Supplied information:
╭──

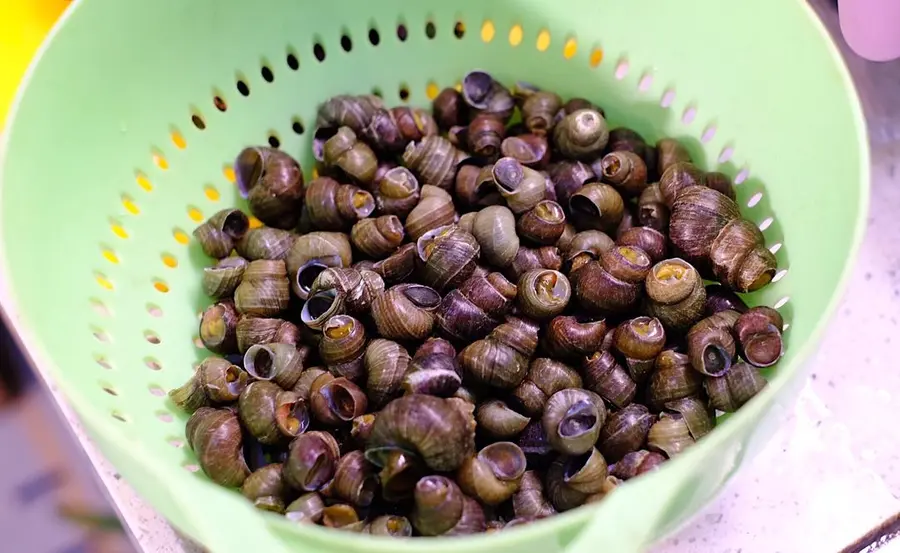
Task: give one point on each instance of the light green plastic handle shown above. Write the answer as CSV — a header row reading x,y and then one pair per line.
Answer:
x,y
105,170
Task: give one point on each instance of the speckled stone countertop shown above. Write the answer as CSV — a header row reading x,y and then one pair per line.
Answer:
x,y
832,472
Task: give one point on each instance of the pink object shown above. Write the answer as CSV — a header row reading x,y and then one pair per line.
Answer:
x,y
871,27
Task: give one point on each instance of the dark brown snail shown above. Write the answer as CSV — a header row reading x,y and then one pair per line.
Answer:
x,y
272,183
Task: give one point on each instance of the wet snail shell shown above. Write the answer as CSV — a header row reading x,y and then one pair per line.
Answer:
x,y
606,377
334,206
471,311
530,501
386,364
543,293
498,420
448,256
493,475
220,280
264,290
215,437
311,462
435,429
397,193
571,337
435,209
354,157
625,431
441,509
710,343
336,401
494,228
581,135
434,160
216,381
673,379
271,414
218,327
571,479
675,294
272,183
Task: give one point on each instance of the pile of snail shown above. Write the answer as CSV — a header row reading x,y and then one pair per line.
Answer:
x,y
473,317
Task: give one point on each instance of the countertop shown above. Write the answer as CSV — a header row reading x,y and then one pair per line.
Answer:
x,y
832,472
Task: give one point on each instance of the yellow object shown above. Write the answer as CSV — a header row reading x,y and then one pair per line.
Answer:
x,y
23,25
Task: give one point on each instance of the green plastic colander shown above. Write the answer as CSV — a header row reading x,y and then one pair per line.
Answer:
x,y
122,137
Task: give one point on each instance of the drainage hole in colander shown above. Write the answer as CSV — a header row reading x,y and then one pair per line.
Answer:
x,y
319,51
243,88
754,199
198,121
726,154
110,256
100,308
292,61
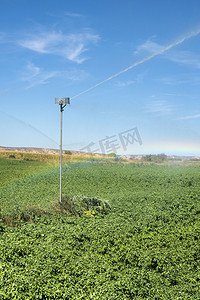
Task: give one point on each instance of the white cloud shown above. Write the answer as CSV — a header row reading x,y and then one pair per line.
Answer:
x,y
70,46
190,117
160,108
73,15
4,91
182,57
36,76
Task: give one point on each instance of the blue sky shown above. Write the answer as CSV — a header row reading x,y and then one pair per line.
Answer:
x,y
62,48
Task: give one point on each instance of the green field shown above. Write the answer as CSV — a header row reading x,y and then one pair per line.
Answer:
x,y
145,247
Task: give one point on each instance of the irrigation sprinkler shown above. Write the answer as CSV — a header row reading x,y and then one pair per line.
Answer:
x,y
62,102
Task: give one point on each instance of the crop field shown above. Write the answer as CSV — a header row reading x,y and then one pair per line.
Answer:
x,y
146,246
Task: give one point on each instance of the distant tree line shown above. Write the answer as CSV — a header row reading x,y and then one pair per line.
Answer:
x,y
155,157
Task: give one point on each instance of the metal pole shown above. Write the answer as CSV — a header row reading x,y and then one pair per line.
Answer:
x,y
61,110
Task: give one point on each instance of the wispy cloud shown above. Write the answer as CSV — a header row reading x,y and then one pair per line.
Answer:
x,y
178,56
160,108
73,15
189,117
36,76
3,91
121,84
70,46
181,79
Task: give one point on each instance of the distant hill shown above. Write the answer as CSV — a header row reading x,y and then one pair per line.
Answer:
x,y
45,151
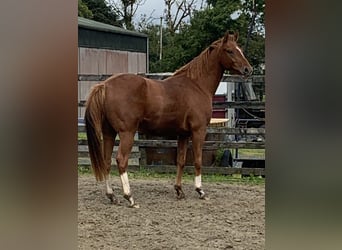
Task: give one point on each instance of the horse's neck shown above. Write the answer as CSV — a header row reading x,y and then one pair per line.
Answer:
x,y
210,80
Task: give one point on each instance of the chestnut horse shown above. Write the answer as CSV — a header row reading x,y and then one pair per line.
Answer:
x,y
179,105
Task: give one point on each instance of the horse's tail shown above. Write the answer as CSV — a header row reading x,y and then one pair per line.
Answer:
x,y
94,116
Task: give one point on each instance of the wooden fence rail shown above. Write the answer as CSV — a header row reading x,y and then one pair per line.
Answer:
x,y
217,137
220,133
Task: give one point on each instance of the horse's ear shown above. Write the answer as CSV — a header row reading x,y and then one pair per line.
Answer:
x,y
236,35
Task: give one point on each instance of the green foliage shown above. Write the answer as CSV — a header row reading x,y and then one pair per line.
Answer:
x,y
206,26
83,10
102,12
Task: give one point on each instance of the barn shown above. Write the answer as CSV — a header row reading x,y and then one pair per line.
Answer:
x,y
105,50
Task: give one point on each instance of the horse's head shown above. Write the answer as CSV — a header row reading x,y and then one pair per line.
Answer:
x,y
232,57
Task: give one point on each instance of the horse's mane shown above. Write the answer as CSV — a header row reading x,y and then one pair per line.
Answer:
x,y
199,65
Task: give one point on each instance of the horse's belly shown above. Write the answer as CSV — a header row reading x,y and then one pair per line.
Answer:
x,y
166,127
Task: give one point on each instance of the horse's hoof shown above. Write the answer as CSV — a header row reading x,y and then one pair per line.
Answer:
x,y
134,206
112,198
204,197
179,192
181,196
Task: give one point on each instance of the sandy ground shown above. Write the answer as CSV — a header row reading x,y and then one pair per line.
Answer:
x,y
233,217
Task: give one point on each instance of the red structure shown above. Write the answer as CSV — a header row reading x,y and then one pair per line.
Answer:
x,y
219,113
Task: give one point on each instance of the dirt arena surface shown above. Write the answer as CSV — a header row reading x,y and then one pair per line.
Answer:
x,y
233,217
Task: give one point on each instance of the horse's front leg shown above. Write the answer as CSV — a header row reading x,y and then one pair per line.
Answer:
x,y
198,138
181,157
125,147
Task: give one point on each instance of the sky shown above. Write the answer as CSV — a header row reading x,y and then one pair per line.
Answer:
x,y
149,6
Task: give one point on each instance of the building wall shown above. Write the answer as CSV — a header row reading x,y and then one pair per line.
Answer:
x,y
104,61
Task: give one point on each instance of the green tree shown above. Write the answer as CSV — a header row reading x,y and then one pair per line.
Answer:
x,y
209,24
83,10
102,12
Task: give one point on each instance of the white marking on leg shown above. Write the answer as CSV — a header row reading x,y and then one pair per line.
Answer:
x,y
109,188
125,183
198,181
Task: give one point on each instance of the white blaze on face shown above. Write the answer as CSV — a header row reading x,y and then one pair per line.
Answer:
x,y
238,49
125,183
198,181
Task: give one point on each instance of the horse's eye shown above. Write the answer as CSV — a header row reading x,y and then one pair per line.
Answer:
x,y
230,52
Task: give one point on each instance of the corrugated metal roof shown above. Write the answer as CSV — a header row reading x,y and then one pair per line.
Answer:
x,y
90,24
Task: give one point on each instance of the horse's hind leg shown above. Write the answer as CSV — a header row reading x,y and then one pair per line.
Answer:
x,y
125,147
181,157
108,144
198,138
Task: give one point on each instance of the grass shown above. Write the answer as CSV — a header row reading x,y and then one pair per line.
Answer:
x,y
143,173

╰──

Problem to work on: Copy all of the rows above line for line without changing anything, and leave the pictures out.

Response to the exercise:
Task: give one point on each instance of the light green plastic handle shown above. Write the answer as CSV — a header row reading x,y and then one pair per line.
Answer:
x,y
105,170
Task: give one point on each instance of the speckled stone countertop shown above. Write the answer as CSV — a header row reading x,y and then one pair per line.
Answer:
x,y
832,472
Task: give one point on each instance of the pink object shown above. Write the answer as CSV — a header row reading x,y and then one pair per line.
Answer:
x,y
871,27
Task: give one point on each instance of the dark brown snail shown above. Write the answer as CSV — a header row reading x,y and then one pair per line.
Answer:
x,y
272,183
Task: give one point on each instance of the wet snail shell shown above. Write the answer as CSV — a header row reading x,y and then one pair per line.
Answer:
x,y
606,377
334,206
471,311
530,501
386,364
543,293
498,420
448,256
493,475
220,280
264,290
215,437
311,462
435,429
397,193
571,337
435,209
354,157
625,431
441,509
710,343
336,401
494,228
581,135
434,160
216,381
673,379
271,414
218,327
571,479
675,294
272,183
Task: give one point on each instance of the pile of snail shown above. Write the answer as CSV — a header row reading x,y and then one pair per line.
Answer:
x,y
473,317
Task: give one point on each instance of the countertop shown above. Write the answer as CSV — a header row reading x,y and then one pair per line.
Answer:
x,y
832,472
Task: give one point on each instance of the yellow object shown above. Write the answer as CSV — a header row reading x,y and then one pair per line.
Answer:
x,y
23,25
Task: give one point on each instance of the green plastic colander shown above. Write the answer as CSV — a header row reading x,y and then one pair per line.
Answer:
x,y
122,137
Task: give one point on each instance of the drainage hole in colander shown above. Write the answer as CSV — a header row reading x,y and then one pair per line.
Answer:
x,y
319,51
243,88
754,199
198,121
726,154
110,256
100,308
292,61
Task: give one point on each instance of the white cloud shown above. Write the answer as CSV — a header row reading x,y and then one pair per line.
Answer:
x,y
70,46
190,117
160,108
73,15
4,91
182,57
36,76
Task: give one point on each instance of the blue sky shown above. Write the answer as CSV — a header row reading x,y and then one pair per line.
Answer:
x,y
62,48
Task: give one point on each instance of the green field shown above. Write the answer as CSV — a header row reading x,y and then one pair per line.
Answer:
x,y
145,247
Task: give one point on each instance of the irrigation sprinkler shown above. Write the answer as CSV — a header row reading x,y and then one pair per line.
Answer:
x,y
62,102
Task: give one point on each instance of the crop field shown above. Write the answer as CSV — a header row reading x,y and then one pair per line.
Answer:
x,y
146,246
Task: give one point on each instance of the distant tree line shown above. Write the answer as CSV — a header row reading x,y and then one pair per line.
Answer:
x,y
155,157
Task: give one point on each instance of the metal pole shown above. Write the answer as CSV — a header row reading x,y and then one pair per line.
Answer:
x,y
61,110
Task: give one point on each instance of the wispy cloud shown above. Write the answer as CSV — a header row reading x,y and then one pair per line.
Answer:
x,y
178,56
160,108
73,15
189,117
36,76
3,91
121,84
70,46
181,79
Task: give one point on each instance of the distant hill shown above. Write the answer as CSV — a header row reading x,y and then one pair per line.
Answer:
x,y
45,151
Task: give one point on each instance of the horse's neck shown above. Write the answer as CSV — a header row reading x,y and then one pair per line.
Answer:
x,y
210,80
Task: give one point on each instance of the chestnut horse shown above. Write the answer as CSV — a header row reading x,y and then one pair per line.
Answer:
x,y
179,105
Task: give one point on each instance of the horse's tail shown above. Write the answer as CSV — a header row reading x,y and then one pair per line.
Answer:
x,y
94,116
Task: give one point on each instance of the wooden fence rail shown above. Write the answer as CSV — a header row reading x,y and then one pair per line.
Answer:
x,y
217,137
220,133
Task: give one point on each instance of the horse's ear shown above. Write the answer as CSV — a header row reading x,y and then one pair per line.
Answer:
x,y
236,35
Task: give one point on each instance of the green foliage shown above. Write the answer as CSV — a header row reading x,y and then one pair per line.
Answer:
x,y
206,26
83,10
102,12
Task: give one point on each instance of the barn shown above. Write the answer as CSV — a header row reading x,y and then one pair per line.
Answer:
x,y
105,50
Task: give one point on each instance of the horse's head shown above. Write the answer as CSV — a header row reading x,y and then one pair per line.
Answer:
x,y
232,57
Task: give one point on each instance of the horse's mane shown above. Write the answer as CSV — a header row reading x,y and then one pair per line.
Answer:
x,y
199,65
Task: give one point on each instance of the horse's belly shown above. Write the answer as CSV — a header row reading x,y and then one pair per line.
Answer:
x,y
166,127
Task: give one point on each instance of the horse's hoof shown above. Write the answer as CSV — a header row reading x,y and then one pair per line.
Answer:
x,y
134,206
112,198
204,197
179,192
181,196
Task: give one point on each instance of the sandy ground shown above. Write the answer as CSV — a header row reading x,y and then one pair per line.
Answer:
x,y
233,217
Task: give one point on each instance of the red structure shown above. Write the answer as CSV — a header row reading x,y and then one pair per line.
Answer:
x,y
219,113
Task: give one point on each instance of the dirt arena surface shown above. Write the answer as CSV — a header row reading x,y and then one pair per line.
Answer:
x,y
233,217
Task: give one point on each instance of the horse's front leg shown above. Write the answer as CSV — a header row reading x,y and then one pair per line.
Answer:
x,y
198,138
181,157
125,147
Task: give one point on each instance of the sky shown above. Write the answer as CSV — a header row reading x,y and then one pair per line.
Answer:
x,y
149,6
Task: give one point on each instance of the building wall shown above. Write the answer as CSV — a header row reading x,y and then one pair per line.
Answer:
x,y
104,61
Task: give one point on each instance of the green tree shown above. Write the answer as CSV — a header row reading x,y and then one pair per line.
Answer:
x,y
209,24
83,10
102,12
Task: give one point on each instance of the white marking on leg shown above. Write the answer as CSV — a header row reading x,y and then one pair per line.
Answer:
x,y
109,188
125,183
198,181
Task: give one point on each instance of the white blaze on face shown above. Write the answer as CSV — a header row reading x,y and then one pair per line.
Answer:
x,y
238,49
125,183
198,181
Task: give one point on each instance of the horse's eye shown above. Write the answer as CSV — a header row reading x,y and then one pair per line.
Answer:
x,y
230,52
Task: give one point on each instance of the corrugated metal roof shown above. Write the answer as CSV — a header row reading x,y and then one pair per line.
Answer:
x,y
90,24
Task: give one point on each instance of the horse's hind leg shown above. Write the answer as CSV — a header row reading x,y and then one pair per line.
Answer:
x,y
125,147
181,157
108,144
198,138
Task: give one point on each instance of the grass shown above. Write the answer as CSV — a header row reading x,y and then one pair per line.
Answer:
x,y
143,173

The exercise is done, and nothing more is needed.